## DATASET CONTENT
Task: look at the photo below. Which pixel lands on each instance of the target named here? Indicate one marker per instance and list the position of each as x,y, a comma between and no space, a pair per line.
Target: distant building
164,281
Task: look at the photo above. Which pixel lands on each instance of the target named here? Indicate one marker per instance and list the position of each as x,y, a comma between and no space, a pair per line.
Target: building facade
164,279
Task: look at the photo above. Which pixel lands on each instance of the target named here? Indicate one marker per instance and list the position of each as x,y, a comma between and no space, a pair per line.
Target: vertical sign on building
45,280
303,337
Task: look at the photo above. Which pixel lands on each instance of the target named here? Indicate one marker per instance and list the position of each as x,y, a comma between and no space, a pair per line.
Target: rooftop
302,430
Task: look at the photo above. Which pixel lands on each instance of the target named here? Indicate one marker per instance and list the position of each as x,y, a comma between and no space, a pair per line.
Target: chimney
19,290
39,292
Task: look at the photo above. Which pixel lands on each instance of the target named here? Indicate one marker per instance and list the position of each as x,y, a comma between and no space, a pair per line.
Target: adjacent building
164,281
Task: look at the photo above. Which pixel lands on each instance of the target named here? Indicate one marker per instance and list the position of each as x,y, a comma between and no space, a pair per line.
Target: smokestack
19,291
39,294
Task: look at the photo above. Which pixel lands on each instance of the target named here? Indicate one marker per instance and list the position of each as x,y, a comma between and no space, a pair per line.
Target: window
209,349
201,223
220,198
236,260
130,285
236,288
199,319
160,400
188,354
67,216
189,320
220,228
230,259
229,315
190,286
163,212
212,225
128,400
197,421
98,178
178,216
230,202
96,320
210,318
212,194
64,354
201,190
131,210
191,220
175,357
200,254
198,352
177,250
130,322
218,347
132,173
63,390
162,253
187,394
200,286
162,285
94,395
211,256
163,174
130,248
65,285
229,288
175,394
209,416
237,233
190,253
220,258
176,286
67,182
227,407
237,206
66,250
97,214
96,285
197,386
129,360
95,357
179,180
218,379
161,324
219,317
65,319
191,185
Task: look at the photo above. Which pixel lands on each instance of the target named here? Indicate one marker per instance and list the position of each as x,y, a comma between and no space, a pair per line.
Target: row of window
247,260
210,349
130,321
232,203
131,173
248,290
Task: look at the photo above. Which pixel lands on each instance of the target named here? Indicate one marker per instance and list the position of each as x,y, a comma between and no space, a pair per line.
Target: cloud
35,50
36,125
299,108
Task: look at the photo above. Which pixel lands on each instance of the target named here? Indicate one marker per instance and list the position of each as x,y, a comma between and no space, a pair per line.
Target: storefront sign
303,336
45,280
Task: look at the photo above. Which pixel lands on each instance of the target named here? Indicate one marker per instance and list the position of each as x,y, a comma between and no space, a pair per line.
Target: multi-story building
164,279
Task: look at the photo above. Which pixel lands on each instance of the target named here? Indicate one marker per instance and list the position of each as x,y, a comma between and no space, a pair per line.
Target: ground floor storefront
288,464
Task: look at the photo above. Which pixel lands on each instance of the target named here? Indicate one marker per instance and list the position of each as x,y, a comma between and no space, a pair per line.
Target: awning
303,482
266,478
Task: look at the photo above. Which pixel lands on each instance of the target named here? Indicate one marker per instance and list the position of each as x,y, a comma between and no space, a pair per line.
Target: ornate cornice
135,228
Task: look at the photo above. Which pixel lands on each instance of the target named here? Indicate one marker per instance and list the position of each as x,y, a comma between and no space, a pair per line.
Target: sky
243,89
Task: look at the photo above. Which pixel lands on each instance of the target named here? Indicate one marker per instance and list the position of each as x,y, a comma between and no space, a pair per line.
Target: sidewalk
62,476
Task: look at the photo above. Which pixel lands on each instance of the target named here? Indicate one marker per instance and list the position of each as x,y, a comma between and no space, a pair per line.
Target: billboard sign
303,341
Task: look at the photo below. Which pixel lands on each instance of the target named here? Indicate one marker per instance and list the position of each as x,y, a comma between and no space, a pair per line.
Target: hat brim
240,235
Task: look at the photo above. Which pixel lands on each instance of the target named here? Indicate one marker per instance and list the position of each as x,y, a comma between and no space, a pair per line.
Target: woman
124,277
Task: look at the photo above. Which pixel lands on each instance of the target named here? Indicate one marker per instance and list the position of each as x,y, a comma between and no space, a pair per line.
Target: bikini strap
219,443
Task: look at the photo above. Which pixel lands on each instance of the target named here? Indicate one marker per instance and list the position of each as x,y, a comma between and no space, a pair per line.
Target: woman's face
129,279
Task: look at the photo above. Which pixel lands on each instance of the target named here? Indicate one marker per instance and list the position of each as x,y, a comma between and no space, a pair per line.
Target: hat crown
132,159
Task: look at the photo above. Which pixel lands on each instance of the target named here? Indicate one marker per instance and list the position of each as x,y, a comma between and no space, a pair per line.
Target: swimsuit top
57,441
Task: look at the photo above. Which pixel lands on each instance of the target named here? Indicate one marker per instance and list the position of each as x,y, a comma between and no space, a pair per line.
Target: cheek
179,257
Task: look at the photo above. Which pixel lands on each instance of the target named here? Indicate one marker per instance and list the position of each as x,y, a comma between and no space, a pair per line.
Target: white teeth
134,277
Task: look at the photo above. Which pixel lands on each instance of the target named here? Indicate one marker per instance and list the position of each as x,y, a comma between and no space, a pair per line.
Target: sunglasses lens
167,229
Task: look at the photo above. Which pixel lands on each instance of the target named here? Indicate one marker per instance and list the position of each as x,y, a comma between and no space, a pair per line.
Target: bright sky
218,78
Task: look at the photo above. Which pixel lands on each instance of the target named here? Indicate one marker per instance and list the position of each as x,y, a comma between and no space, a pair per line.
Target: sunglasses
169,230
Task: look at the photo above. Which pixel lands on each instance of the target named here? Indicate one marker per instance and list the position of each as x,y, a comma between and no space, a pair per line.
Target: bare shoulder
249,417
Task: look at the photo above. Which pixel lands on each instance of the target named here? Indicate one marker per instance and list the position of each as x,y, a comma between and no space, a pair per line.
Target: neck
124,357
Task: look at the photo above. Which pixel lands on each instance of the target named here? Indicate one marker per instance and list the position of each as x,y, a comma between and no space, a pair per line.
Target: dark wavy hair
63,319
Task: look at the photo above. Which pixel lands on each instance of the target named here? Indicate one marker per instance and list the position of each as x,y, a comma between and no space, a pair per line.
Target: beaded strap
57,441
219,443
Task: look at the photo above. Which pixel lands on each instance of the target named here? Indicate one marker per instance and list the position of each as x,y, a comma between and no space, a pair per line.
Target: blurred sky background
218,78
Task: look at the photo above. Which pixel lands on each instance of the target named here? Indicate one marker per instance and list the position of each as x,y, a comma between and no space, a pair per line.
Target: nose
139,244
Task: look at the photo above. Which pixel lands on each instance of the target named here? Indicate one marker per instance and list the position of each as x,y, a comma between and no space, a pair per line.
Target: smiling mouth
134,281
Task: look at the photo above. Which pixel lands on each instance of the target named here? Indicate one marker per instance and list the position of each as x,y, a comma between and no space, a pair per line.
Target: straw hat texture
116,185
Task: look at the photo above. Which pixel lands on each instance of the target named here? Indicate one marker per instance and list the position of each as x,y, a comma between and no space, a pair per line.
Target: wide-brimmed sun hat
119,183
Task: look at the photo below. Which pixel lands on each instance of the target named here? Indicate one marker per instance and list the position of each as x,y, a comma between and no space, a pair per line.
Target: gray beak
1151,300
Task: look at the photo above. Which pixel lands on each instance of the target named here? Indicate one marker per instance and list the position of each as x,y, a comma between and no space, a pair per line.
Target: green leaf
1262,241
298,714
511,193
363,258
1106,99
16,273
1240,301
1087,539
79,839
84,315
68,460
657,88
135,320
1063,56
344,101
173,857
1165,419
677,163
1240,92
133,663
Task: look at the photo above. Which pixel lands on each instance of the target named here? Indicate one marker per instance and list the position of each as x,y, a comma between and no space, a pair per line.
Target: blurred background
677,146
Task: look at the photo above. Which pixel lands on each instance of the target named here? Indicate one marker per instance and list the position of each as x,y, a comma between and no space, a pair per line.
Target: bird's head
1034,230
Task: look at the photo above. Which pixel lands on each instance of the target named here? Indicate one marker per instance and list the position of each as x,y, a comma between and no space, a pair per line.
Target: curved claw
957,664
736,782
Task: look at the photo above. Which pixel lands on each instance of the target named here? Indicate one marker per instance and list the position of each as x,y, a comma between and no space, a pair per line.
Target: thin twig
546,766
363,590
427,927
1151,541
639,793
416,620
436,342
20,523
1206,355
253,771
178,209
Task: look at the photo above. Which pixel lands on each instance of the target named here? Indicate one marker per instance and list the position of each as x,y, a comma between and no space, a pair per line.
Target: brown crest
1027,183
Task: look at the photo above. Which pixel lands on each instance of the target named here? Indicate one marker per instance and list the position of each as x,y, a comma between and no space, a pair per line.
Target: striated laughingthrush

## GIVEN PROBLEM
State how many lines of the material above contain the string "sign". Give only the number.

## OUTPUT OF THE EXERCISE
3